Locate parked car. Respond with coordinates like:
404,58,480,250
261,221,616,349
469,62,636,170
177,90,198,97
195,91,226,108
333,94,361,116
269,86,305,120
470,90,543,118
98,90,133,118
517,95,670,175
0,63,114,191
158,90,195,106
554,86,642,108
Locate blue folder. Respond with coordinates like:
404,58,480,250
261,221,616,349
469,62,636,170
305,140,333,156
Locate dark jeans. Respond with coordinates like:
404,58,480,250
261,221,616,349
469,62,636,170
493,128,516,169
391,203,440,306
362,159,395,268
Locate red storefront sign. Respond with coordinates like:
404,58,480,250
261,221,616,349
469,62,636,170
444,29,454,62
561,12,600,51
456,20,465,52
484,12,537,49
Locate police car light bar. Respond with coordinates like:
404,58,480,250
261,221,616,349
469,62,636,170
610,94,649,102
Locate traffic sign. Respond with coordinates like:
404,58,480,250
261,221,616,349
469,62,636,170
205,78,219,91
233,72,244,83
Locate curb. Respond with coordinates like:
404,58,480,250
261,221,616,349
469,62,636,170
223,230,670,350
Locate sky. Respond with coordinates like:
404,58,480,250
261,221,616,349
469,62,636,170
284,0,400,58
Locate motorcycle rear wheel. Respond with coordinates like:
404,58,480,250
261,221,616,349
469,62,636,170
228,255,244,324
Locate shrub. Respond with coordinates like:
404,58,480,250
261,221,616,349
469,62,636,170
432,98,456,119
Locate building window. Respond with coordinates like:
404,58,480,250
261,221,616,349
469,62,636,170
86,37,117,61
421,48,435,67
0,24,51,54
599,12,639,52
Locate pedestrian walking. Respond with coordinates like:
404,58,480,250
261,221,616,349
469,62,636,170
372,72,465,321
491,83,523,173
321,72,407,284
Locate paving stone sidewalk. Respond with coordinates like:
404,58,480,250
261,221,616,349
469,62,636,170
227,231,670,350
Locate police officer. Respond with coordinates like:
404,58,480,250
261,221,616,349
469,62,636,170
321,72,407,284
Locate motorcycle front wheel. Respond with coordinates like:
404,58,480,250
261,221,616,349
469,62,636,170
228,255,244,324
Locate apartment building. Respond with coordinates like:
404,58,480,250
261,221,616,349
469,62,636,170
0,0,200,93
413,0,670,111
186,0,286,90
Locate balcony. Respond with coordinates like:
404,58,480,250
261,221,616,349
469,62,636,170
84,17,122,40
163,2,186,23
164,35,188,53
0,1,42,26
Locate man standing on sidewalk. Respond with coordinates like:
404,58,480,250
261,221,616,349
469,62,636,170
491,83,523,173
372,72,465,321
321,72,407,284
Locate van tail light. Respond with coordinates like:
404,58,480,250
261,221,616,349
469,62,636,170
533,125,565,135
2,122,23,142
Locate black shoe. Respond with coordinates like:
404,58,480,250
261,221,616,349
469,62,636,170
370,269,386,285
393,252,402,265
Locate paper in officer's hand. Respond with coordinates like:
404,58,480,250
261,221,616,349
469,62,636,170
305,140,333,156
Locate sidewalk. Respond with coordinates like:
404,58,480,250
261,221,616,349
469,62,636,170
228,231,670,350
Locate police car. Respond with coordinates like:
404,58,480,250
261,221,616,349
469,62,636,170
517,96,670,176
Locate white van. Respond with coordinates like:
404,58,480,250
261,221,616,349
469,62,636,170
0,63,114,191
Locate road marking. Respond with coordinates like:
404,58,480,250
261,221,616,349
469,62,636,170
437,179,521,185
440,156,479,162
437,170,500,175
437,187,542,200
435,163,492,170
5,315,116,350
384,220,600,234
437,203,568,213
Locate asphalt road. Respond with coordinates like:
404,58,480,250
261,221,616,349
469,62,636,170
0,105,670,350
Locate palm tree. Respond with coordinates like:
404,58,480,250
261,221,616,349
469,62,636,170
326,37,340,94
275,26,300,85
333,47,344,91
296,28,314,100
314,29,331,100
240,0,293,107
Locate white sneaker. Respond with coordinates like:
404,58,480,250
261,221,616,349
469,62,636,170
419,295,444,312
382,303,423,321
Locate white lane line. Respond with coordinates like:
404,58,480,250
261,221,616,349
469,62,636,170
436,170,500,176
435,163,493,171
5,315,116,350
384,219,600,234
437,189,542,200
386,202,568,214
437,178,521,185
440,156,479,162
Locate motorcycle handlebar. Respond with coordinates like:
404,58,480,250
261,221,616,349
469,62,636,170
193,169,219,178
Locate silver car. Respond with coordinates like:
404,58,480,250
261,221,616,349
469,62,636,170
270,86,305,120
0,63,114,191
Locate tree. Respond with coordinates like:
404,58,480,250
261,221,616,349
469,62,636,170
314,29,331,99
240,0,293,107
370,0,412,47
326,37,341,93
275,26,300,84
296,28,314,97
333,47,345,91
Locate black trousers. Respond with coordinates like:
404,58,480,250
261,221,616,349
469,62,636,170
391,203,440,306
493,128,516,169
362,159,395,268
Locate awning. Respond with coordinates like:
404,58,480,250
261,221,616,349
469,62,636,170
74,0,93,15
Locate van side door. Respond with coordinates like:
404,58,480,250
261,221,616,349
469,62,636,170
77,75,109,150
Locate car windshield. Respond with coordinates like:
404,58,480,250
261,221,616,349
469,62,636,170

:: AIM ::
Please pull out every line of the listing above that contains the word "tree", treating case as significant.

:: EXERCISE RESULT ::
Locate palm tree. Respond with coordinates like:
Locate tree. Respond with coordinates like:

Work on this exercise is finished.